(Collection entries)
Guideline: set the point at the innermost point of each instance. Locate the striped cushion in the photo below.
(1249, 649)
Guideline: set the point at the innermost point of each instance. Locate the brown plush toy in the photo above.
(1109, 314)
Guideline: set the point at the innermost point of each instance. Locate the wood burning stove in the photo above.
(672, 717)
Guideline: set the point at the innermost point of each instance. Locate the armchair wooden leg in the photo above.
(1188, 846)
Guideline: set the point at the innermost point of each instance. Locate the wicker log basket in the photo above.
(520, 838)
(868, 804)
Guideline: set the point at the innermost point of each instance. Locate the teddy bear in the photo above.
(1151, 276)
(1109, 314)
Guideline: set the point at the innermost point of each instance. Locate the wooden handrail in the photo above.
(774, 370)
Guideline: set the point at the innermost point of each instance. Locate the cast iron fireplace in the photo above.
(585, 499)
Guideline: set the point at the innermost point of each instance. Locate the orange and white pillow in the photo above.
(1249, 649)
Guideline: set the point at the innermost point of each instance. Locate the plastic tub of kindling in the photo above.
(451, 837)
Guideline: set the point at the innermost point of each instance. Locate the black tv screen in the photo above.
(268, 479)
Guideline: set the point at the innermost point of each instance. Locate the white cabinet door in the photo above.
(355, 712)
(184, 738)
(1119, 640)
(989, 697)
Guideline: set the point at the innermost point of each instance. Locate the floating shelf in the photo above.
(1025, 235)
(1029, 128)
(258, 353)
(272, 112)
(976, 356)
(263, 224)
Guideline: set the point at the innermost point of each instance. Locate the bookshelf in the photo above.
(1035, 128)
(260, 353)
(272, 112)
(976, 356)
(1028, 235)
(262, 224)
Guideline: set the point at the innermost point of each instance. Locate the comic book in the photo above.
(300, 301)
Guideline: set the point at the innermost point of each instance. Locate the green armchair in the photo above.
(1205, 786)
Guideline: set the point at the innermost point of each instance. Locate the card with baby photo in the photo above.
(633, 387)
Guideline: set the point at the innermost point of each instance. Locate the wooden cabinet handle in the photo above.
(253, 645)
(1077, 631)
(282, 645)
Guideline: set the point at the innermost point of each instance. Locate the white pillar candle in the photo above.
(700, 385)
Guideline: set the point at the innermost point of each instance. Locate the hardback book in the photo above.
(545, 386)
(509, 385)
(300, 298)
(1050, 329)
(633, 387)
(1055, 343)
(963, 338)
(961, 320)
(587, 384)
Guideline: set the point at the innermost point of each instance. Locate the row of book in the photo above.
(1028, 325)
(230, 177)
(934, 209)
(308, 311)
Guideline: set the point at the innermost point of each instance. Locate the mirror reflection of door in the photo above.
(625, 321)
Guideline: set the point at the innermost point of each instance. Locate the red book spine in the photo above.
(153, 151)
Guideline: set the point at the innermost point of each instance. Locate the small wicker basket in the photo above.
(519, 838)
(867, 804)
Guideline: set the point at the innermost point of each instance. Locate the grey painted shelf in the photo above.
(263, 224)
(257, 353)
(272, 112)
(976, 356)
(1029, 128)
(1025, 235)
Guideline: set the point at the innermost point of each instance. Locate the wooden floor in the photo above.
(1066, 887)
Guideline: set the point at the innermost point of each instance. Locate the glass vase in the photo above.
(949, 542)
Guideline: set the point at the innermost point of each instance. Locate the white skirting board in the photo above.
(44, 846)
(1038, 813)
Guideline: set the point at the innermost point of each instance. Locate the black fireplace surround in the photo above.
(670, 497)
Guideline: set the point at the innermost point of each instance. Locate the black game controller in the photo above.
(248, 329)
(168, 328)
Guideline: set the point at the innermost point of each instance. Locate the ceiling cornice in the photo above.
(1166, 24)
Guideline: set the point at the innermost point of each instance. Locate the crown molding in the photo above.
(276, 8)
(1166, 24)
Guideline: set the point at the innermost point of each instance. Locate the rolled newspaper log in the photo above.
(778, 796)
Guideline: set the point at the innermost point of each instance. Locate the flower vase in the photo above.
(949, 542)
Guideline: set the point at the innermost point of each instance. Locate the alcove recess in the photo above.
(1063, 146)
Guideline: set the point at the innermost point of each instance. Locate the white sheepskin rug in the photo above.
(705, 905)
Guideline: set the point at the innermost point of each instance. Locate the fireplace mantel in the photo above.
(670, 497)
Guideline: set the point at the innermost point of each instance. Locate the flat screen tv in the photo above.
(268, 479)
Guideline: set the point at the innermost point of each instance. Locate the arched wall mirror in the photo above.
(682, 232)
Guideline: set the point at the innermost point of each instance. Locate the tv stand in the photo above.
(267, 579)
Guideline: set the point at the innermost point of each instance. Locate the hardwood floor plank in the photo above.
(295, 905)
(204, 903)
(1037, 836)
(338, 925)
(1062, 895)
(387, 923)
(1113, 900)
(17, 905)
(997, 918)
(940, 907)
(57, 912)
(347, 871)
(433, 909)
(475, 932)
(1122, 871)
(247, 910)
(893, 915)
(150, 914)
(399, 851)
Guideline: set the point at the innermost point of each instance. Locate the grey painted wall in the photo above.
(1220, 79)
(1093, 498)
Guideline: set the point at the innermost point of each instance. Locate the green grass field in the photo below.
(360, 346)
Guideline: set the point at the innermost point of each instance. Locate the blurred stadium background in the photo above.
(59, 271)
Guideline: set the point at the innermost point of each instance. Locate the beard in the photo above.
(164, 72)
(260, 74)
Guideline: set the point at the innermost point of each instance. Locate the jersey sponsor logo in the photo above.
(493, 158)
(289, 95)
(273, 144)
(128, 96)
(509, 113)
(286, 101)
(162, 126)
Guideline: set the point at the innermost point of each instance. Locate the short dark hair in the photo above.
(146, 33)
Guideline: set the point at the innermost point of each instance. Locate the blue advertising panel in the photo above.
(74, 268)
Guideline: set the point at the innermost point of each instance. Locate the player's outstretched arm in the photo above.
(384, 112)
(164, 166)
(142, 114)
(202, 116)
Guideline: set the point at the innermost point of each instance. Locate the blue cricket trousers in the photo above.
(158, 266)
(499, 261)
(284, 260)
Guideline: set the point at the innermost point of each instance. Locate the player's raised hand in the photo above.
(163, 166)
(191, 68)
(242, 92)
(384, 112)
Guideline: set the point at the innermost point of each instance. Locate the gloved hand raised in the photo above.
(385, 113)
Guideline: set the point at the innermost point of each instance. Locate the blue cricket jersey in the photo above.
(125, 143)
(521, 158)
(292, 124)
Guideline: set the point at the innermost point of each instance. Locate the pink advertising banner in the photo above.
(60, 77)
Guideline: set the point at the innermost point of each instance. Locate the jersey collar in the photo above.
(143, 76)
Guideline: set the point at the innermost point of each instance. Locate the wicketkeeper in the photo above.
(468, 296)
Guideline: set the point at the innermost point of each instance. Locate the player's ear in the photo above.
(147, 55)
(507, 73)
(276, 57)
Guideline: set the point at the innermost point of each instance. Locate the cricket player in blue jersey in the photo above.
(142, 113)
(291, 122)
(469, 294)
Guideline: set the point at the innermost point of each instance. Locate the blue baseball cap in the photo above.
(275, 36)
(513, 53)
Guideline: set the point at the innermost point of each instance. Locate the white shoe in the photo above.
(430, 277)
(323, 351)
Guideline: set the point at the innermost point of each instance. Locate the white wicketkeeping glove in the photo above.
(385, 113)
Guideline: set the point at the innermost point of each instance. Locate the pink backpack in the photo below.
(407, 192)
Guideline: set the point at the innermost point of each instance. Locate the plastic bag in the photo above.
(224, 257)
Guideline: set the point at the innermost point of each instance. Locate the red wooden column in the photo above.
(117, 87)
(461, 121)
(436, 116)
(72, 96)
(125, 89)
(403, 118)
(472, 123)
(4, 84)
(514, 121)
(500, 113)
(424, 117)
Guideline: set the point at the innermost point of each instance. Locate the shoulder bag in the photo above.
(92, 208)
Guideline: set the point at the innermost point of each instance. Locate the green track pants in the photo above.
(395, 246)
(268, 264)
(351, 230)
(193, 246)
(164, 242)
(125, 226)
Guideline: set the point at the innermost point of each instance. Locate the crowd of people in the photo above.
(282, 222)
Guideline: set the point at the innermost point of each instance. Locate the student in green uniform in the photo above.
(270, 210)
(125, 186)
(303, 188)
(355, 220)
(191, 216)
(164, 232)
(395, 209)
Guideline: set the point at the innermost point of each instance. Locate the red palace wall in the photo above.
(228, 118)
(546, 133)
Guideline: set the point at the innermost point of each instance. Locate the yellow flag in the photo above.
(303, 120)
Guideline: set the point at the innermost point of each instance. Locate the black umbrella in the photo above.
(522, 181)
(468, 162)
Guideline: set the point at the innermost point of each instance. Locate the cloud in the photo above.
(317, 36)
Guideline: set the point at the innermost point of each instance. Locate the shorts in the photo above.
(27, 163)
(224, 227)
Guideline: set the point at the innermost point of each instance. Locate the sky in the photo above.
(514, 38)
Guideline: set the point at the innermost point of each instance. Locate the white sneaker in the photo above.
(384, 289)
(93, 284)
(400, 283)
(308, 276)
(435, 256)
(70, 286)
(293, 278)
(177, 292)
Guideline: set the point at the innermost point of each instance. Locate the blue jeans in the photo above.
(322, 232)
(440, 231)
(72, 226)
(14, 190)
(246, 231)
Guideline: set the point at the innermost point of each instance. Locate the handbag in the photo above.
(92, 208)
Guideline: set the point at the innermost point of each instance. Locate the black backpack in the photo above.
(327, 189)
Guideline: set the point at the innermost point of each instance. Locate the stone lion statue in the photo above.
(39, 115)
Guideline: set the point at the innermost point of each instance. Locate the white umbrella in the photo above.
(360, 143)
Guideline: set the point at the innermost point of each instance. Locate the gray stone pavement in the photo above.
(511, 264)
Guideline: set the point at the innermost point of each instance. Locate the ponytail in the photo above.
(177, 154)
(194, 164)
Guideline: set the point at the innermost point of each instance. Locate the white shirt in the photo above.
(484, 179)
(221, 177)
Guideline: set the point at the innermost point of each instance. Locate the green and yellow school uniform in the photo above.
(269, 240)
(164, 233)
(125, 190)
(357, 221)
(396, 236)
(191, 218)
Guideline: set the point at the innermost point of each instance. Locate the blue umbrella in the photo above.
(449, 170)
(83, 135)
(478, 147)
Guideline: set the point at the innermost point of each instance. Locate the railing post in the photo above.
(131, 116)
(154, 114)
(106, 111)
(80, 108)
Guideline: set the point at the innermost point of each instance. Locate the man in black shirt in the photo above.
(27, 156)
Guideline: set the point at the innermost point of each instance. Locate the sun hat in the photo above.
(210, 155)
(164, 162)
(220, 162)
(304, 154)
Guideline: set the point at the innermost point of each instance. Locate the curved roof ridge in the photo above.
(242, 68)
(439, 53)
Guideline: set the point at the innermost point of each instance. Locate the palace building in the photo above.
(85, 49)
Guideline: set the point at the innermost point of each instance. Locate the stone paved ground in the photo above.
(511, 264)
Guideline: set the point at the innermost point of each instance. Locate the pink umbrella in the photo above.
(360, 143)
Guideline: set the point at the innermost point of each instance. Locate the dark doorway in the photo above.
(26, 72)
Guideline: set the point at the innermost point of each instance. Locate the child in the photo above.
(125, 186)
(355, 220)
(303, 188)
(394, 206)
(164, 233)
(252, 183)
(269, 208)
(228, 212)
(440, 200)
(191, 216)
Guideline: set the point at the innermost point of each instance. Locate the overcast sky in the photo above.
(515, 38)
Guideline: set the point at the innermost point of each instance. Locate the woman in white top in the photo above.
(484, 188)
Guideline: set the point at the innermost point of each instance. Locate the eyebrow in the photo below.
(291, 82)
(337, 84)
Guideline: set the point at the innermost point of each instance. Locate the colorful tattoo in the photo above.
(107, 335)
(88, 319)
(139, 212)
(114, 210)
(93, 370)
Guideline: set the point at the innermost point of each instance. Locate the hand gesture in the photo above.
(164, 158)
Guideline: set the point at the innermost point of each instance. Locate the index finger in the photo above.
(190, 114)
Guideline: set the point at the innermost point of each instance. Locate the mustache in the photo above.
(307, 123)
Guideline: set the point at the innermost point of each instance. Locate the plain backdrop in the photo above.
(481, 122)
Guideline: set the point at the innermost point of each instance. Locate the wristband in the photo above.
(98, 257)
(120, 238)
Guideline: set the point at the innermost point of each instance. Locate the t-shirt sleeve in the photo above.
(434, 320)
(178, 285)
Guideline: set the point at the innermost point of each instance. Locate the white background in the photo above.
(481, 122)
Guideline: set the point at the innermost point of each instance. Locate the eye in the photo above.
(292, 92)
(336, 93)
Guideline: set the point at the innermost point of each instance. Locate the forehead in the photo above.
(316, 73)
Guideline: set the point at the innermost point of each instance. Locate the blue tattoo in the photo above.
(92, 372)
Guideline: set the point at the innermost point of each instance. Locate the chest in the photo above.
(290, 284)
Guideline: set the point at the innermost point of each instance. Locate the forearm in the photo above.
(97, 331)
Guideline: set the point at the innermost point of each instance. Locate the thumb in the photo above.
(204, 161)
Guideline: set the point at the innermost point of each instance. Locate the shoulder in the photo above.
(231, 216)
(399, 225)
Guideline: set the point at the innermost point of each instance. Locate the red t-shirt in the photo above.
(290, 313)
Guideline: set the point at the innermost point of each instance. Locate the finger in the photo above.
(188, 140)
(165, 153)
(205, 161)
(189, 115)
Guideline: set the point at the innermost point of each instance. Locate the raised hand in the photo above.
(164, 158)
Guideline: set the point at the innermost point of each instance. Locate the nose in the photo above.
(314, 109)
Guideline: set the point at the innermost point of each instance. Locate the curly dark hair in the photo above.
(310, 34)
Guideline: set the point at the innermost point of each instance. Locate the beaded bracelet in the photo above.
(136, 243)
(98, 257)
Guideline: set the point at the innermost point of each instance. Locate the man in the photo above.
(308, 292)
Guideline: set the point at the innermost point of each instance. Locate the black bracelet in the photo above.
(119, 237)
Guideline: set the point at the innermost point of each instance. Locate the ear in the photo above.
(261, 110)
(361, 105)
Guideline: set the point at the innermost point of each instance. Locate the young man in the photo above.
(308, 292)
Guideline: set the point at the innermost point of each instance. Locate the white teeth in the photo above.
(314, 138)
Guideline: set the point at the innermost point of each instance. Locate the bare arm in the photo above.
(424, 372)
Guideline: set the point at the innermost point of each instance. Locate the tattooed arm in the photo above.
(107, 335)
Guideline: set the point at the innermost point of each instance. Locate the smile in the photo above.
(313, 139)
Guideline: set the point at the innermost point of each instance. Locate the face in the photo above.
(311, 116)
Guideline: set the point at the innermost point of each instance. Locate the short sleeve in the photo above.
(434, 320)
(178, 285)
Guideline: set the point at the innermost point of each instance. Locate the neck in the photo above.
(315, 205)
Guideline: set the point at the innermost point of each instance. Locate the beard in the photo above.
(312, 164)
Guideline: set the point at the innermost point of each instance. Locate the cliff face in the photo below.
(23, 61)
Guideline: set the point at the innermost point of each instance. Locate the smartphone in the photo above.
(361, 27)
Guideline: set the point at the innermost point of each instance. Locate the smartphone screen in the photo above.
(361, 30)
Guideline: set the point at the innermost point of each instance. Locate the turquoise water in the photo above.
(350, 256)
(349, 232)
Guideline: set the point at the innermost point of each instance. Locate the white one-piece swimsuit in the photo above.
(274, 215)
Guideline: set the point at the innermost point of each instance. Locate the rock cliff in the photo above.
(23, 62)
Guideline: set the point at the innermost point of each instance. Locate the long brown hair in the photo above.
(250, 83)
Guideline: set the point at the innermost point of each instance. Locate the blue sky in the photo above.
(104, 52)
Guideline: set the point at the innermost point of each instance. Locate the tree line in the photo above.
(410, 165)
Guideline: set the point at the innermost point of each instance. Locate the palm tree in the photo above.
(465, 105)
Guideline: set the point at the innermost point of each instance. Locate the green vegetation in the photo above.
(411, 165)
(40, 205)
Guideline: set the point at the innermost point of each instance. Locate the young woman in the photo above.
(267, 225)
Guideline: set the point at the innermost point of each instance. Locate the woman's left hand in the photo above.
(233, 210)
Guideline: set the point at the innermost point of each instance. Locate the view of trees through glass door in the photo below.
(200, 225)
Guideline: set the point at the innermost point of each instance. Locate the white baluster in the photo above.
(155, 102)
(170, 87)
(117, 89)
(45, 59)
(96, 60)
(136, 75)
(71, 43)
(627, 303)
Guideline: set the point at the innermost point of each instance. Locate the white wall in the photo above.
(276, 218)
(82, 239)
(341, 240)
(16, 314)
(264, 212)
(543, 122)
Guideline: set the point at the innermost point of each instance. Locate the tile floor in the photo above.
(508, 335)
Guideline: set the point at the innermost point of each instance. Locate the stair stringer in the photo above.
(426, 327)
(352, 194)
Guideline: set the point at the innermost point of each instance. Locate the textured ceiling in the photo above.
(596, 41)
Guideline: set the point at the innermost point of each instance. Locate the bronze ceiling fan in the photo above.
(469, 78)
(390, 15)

▶ **Do this**: Give again the lines from the line holding "white wall in the photo above." through the close of the listing, both included, exactly as written and with nothing else.

▶ **Exercise result**:
Guideline: set the point at the innermost point of each instance. Locate the white wall in the photo above.
(276, 218)
(82, 239)
(341, 240)
(16, 314)
(264, 212)
(543, 122)
Guideline: set the point at the innermost point of each instance. Locate the tile floor in the photo above.
(508, 335)
Guideline: set the point at the innermost point of each instance. Locate the stair stringer in the photo above.
(426, 327)
(352, 194)
Guideline: set the point at the innermost point of each instance. Locate the textured ceiling in the photo above.
(596, 41)
Guideline: set the point at the innermost point of each instance. Locate the bronze ceiling fan in the photo above.
(469, 78)
(390, 15)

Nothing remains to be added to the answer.